━━━ TEXTE EXTRAIT

Résumé – Affidavit de Linda Fox

[14]           Mme Fox est la directrice du marketing de la Requérante. Elle atteste que la Requérante était la société mère de Janes Family Foods, l'entité qui était la Requérante au moment où elle a souscrit son affidavit. Elle atteste que la Requérante a fait l'acquisition de Janes Family Foods en 2012. Je souligne que le registraire a inscrit la Requérante comme propriétaire de la demande pour la Marque le 8 avril 2015, à la suite d'une fusion.

[15]           Mme Fox fournit des renseignements sur l'historique de Janes Family Foods et sa participation à l'industrie de la fabrication des aliments au Canada au fil des ans. Elle atteste que Janes Family Foods fabrique un large éventail de produits sous de nombreuses marques et qu'elle a lancé ses produits de marque BONELESS BITES après avoir produit la demande pour la Marque, vers la fin avril 2012.

━━━━━━
━━━ SECTION DES DONNÉES

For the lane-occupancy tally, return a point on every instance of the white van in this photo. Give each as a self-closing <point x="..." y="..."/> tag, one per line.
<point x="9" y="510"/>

━━━━━━

__TRAVAIL À FAIRE__:
1. Répondez à ces questions sur le résumé de l'affidavit de Linda Fox :
(a) Quel poste Mme Fox occupe-t-elle chez la Requérante ?
(b) En quelle année la Requérante a-t-elle acquis Janes Family Foods ?
(c) À quelle date le registraire a-t-il inscrit la Requérante comme propriétaire de la demande pour la Marque ?
2. Transcrivez fidèlement le passage du résumé de l'affidavit de Linda Fox qui commence par « [15]           Mme Fox fournit » et se termine par « la fin avril 2012. ».
3. Rédigez la suite du résumé de l'affidavit de Linda Fox à partir de sa dernière phrase.
Ce matériel est indépendant du résumé de l'affidavit de Linda Fox.

__RÉPONSES PAR TÂCHE__:
1.
(a) Elle est directrice du marketing.
(b) En 2012.
(c) Le 8 avril 2015, à la suite d'une fusion.

2.
[15]           Mme Fox fournit des renseignements sur l'historique de Janes Family Foods et sa participation à l'industrie de la fabrication des aliments au Canada au fil des ans. Elle atteste que Janes Family Foods fabrique un large éventail de produits sous de nombreuses marques et qu'elle a lancé ses produits de marque BONELESS BITES après avoir produit la demande pour la Marque, vers la fin avril 2012.

3.
[16]           Mme Fox atteste que les produits de marque BONELESS BITES ont connu un vif succès sur le marché canadien et ont remporté, en février 2014, le prestigieux prix Product of the Year Canada™ 2013, qui est décerné en fonction du vote des consommateurs. Elle a joint, comme pièce A, des renseignements au sujet de ce prix.

[17]           En ce qui concerne l'emploi de la Marque avec les produits auxquels elle est liée, Mme Fox atteste que les produits sont vendus dans des emballages sur lesquels la Marque figure bien en vue. À l'appui, elle a joint des maquettes d'emballages de produits arborant la Marque destinés à des produits de formats différents (800 g et 1,82 kg); l'une de ces maquettes comportant une mention du prix Product of the Year Canada™ 2013 (pièces B à E). Mme Fox atteste que les différentes maquettes d'emballages de produits sont représentatives des emballages dans lesquels les produits de marque BONELESS BITES ont été vendus sur le marché canadien d'avril 2012 à aujourd'hui, y compris dans les magasins Costco West depuis septembre 2013.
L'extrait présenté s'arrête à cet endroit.